▶ **What you should do**: Give the rows below as a numbered list, beginning with the line that contains "segment --target pillow" and continuing through the line that contains "Provide the mask of each instance of the pillow.". Omit blank lines and include nothing outside that span.

▶ **Given information**:
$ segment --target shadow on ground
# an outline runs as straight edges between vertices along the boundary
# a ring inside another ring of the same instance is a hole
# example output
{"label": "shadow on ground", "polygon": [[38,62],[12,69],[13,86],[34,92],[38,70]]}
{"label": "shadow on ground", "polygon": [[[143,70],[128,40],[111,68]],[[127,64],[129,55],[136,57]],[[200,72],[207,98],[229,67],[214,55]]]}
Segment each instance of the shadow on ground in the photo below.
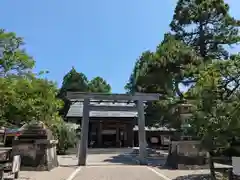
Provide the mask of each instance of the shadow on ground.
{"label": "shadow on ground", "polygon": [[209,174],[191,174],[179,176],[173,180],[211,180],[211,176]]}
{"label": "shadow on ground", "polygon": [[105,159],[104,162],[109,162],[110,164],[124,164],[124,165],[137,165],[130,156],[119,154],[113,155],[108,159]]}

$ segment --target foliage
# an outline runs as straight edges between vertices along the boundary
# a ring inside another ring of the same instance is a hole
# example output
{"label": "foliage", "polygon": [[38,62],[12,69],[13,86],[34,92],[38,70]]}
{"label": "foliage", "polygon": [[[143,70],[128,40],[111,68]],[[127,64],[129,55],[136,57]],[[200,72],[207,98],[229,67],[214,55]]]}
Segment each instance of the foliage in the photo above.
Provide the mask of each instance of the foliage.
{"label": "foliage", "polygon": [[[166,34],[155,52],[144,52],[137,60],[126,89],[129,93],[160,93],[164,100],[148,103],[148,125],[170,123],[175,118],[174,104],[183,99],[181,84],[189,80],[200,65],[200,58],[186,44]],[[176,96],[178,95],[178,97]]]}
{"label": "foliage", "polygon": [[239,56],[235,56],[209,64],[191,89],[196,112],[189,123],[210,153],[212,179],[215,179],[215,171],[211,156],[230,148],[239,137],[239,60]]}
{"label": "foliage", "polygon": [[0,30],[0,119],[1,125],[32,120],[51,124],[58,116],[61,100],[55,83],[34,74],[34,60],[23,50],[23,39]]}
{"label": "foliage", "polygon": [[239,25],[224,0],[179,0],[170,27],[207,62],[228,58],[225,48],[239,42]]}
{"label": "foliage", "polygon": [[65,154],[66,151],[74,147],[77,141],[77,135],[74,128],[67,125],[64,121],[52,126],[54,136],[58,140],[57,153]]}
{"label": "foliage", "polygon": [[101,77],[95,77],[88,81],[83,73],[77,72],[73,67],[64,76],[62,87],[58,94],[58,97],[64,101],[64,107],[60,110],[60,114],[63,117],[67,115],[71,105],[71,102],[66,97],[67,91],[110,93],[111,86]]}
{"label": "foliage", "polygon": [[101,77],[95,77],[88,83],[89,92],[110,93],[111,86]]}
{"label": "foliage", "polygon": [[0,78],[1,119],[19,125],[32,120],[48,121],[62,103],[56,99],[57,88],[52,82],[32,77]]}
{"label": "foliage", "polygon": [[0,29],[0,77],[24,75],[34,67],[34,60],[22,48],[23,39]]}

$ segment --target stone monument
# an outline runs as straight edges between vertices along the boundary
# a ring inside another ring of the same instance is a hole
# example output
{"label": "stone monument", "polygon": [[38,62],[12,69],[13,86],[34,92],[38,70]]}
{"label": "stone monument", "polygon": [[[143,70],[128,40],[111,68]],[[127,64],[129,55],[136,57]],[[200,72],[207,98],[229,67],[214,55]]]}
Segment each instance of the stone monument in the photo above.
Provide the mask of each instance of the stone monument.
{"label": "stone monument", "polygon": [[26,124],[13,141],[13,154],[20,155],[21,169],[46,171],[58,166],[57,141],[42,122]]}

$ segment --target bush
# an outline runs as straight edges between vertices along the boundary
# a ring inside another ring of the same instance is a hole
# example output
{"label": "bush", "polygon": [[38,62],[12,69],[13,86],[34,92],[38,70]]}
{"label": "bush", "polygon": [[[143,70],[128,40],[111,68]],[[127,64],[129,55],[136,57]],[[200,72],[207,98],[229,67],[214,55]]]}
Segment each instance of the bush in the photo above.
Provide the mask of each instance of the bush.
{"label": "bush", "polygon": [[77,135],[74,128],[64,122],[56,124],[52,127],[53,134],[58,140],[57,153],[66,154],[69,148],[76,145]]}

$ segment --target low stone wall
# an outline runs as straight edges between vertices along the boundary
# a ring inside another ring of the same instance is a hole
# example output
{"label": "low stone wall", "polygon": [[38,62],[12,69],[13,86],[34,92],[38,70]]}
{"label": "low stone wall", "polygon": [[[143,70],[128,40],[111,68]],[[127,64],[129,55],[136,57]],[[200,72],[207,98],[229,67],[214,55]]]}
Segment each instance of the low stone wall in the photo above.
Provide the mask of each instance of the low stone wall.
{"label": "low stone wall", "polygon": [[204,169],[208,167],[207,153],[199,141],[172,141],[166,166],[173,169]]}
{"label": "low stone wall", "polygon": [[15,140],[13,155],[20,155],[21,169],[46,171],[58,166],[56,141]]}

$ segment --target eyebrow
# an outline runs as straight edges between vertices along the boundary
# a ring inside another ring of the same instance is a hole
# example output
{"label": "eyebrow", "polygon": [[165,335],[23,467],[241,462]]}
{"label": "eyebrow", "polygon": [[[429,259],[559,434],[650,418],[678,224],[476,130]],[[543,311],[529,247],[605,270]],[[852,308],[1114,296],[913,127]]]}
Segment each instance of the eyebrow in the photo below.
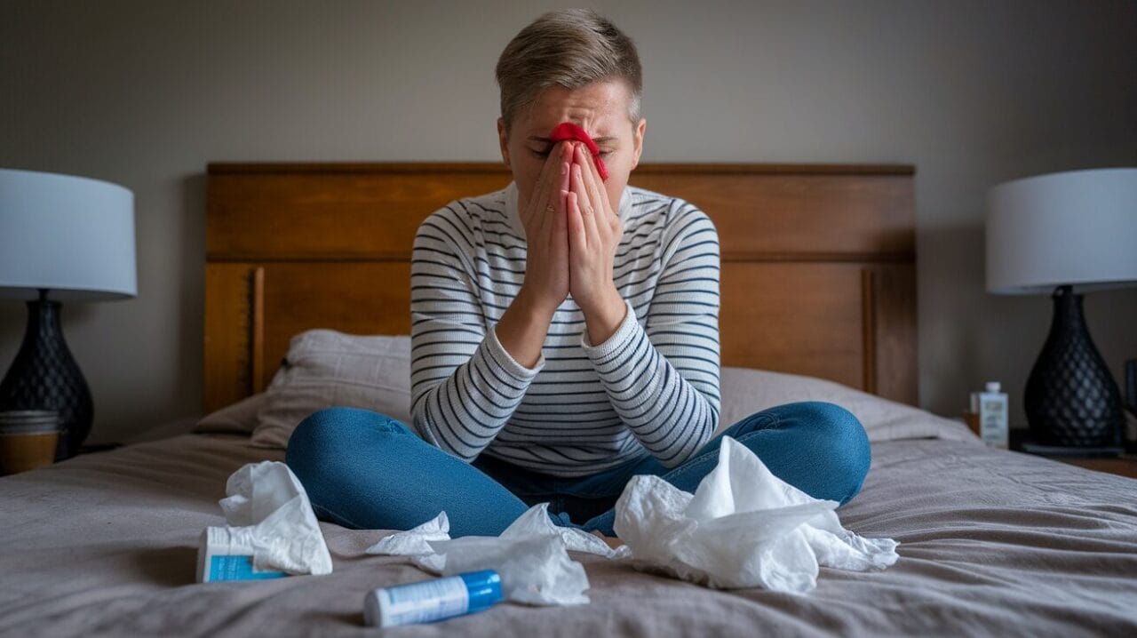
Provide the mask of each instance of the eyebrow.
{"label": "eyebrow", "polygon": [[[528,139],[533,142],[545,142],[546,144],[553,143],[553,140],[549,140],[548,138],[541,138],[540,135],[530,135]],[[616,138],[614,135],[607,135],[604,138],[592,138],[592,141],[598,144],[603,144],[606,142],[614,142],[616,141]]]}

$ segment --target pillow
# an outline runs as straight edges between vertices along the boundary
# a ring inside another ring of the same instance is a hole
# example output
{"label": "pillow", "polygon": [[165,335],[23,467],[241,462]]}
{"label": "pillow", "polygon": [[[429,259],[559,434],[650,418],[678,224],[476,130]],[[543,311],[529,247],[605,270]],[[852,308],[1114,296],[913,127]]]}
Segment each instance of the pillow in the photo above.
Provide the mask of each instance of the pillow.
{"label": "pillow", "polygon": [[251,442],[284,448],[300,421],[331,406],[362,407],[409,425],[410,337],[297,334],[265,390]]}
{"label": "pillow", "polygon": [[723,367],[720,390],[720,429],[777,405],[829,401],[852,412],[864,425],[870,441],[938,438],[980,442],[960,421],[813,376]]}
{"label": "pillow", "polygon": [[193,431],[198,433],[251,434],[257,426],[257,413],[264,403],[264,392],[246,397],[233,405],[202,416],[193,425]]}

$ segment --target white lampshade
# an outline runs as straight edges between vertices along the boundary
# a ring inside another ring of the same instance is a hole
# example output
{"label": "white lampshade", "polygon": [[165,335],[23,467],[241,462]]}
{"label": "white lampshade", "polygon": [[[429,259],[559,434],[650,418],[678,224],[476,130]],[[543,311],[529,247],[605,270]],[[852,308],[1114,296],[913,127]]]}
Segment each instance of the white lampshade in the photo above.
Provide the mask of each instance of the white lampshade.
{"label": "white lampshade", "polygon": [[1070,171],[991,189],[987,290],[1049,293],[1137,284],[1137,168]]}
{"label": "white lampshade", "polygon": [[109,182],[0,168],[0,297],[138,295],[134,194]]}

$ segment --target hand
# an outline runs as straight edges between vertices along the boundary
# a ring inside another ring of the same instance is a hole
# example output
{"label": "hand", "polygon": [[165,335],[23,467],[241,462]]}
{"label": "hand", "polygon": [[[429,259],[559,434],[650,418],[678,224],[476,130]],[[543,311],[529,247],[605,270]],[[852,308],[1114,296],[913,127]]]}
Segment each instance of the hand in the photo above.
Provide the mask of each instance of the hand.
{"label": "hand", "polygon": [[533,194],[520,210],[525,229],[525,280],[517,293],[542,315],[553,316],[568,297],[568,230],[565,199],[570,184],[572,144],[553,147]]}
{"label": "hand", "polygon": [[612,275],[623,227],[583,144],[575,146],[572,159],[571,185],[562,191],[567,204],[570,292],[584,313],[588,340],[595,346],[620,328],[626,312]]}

▶ **Response**:
1. $ segment --target pillow
2. # an outline runs as straight edges between vertices along the boundary
3. # a ring inside another ring of the same instance is a hole
4. # example output
5. {"label": "pillow", "polygon": [[165,335],[23,467],[241,462]]}
6. {"label": "pillow", "polygon": [[[429,259],[559,434],[650,418],[678,224],[476,130]],[[543,311],[529,247],[605,270]],[[852,308],[1114,296],[913,127]]]}
7. Segment each instance of the pillow in the photo above.
8. Provide the mask of each instance of the pillow.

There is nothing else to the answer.